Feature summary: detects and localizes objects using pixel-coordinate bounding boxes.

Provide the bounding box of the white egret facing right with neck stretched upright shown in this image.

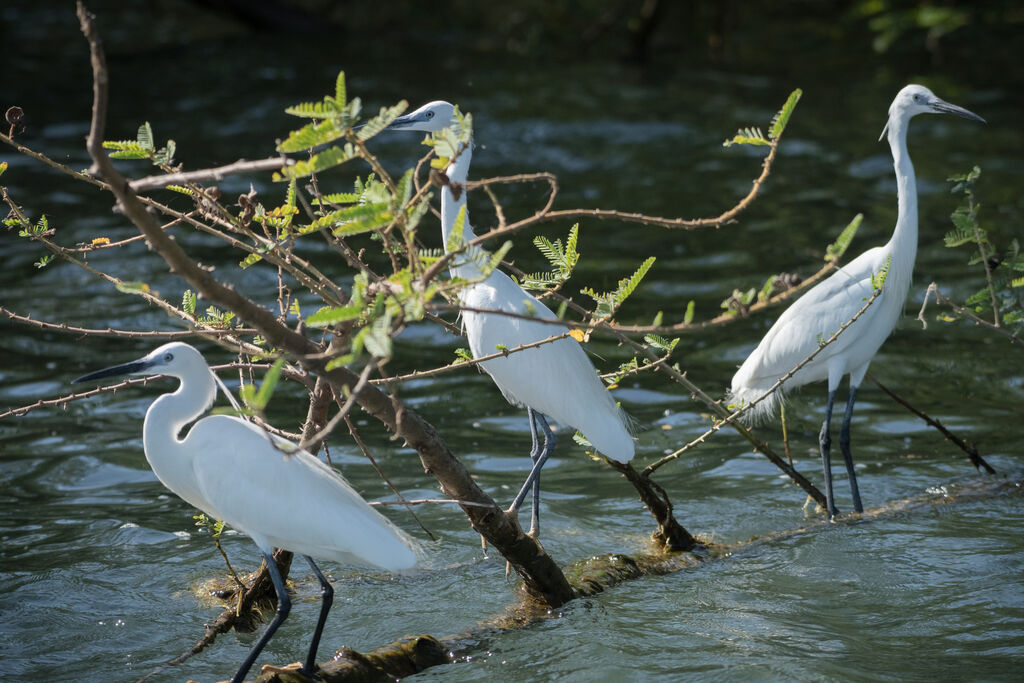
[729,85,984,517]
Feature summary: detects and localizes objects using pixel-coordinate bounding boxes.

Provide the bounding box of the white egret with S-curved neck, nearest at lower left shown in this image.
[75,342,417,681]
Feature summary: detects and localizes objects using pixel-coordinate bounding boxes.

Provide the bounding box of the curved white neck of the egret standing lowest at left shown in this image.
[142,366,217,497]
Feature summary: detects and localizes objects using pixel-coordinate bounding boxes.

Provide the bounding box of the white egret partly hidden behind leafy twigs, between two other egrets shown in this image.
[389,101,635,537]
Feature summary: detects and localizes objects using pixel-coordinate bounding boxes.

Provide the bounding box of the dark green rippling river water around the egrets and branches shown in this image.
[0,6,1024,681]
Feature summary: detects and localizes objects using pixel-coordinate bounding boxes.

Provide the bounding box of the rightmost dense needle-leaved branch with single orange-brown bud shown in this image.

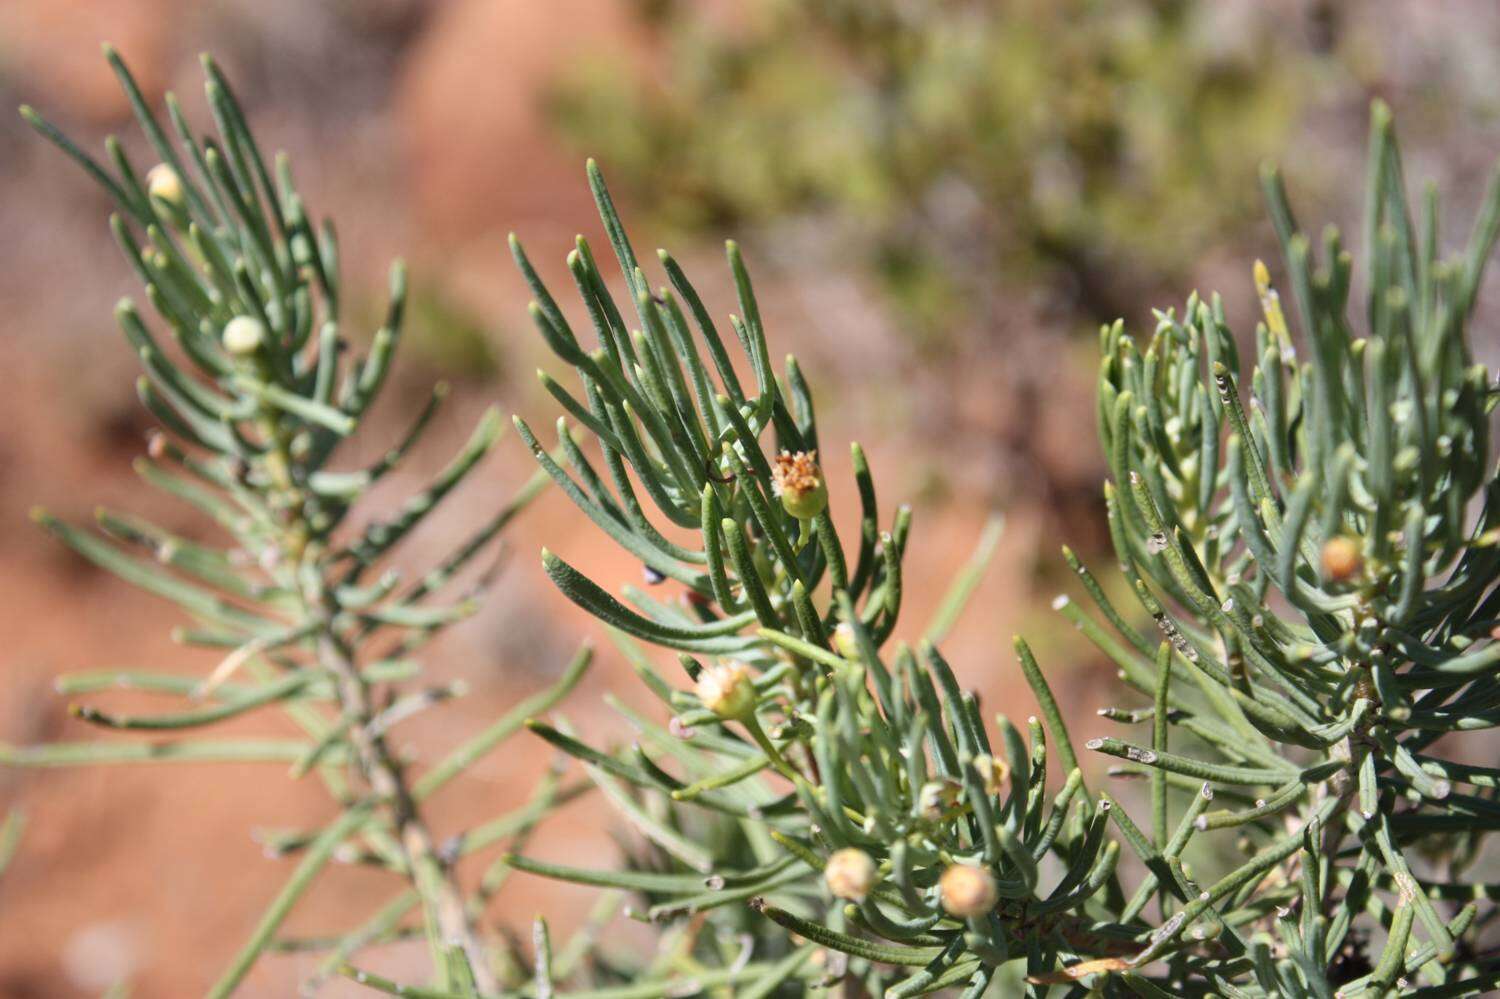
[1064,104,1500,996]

==

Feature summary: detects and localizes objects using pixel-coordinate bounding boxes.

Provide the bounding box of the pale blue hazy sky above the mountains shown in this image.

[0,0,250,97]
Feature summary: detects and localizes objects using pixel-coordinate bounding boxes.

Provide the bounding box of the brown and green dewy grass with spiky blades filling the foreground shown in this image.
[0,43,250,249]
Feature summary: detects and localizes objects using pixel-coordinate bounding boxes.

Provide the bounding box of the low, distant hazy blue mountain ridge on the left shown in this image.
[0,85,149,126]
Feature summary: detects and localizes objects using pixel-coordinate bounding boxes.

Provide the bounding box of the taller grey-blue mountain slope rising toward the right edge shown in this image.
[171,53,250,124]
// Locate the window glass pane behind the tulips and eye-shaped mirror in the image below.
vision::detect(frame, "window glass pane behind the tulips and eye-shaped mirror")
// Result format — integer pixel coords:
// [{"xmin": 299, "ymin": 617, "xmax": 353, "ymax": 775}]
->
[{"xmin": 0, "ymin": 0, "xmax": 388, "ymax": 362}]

---

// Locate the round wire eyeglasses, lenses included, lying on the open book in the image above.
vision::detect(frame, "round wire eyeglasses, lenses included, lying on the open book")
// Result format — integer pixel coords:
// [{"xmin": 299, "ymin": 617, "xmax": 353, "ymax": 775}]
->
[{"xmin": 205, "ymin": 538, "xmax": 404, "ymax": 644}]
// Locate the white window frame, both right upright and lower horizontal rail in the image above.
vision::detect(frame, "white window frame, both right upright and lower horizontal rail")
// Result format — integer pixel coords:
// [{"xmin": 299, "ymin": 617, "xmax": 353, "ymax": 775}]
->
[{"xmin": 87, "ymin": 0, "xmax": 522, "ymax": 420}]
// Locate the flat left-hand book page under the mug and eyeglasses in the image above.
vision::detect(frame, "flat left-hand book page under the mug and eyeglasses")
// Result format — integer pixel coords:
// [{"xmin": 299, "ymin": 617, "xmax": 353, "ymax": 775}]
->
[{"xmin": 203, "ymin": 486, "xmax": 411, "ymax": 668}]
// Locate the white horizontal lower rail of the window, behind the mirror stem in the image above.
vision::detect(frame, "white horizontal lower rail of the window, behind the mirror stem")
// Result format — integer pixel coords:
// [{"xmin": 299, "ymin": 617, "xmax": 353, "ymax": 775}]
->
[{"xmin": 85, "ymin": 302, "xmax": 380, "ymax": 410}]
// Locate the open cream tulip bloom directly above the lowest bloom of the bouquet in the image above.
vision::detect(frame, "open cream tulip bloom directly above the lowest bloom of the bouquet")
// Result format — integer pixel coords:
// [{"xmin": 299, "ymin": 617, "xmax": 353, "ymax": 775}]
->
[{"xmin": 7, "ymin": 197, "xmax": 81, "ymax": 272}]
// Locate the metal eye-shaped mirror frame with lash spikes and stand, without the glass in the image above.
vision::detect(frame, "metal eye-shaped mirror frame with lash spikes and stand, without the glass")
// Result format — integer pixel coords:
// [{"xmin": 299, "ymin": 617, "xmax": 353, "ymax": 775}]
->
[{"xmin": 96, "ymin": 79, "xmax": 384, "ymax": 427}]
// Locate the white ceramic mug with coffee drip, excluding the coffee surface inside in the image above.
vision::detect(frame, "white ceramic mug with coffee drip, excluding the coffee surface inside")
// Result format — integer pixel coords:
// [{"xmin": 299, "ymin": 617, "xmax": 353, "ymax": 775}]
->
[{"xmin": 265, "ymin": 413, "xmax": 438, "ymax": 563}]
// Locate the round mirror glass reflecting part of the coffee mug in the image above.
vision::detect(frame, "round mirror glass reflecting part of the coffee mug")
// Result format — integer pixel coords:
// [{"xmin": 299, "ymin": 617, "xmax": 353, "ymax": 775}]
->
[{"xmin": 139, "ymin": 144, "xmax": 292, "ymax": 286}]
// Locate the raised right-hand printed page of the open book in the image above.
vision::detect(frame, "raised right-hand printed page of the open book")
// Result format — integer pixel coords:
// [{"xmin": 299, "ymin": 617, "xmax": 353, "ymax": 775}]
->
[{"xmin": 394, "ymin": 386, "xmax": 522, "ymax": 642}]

WHAT THE EXERCISE ASKS –
Copy every line from the records that holds the string "book".

RESPONSE BELOW –
// Locate the round wire eyeglasses, lenses included, lying on the open book in the image above.
vision::detect(frame, "round wire eyeglasses, lenses included, lying on the open book")
// Locate the flat left-hand book page under the mug and eyeglasses in the image above.
vision::detect(frame, "flat left-hand book page under the mug and eyeglasses")
// Locate the raised right-hand printed page of the open book in the image above.
vision::detect(frame, "raised right-hand printed page of the open book")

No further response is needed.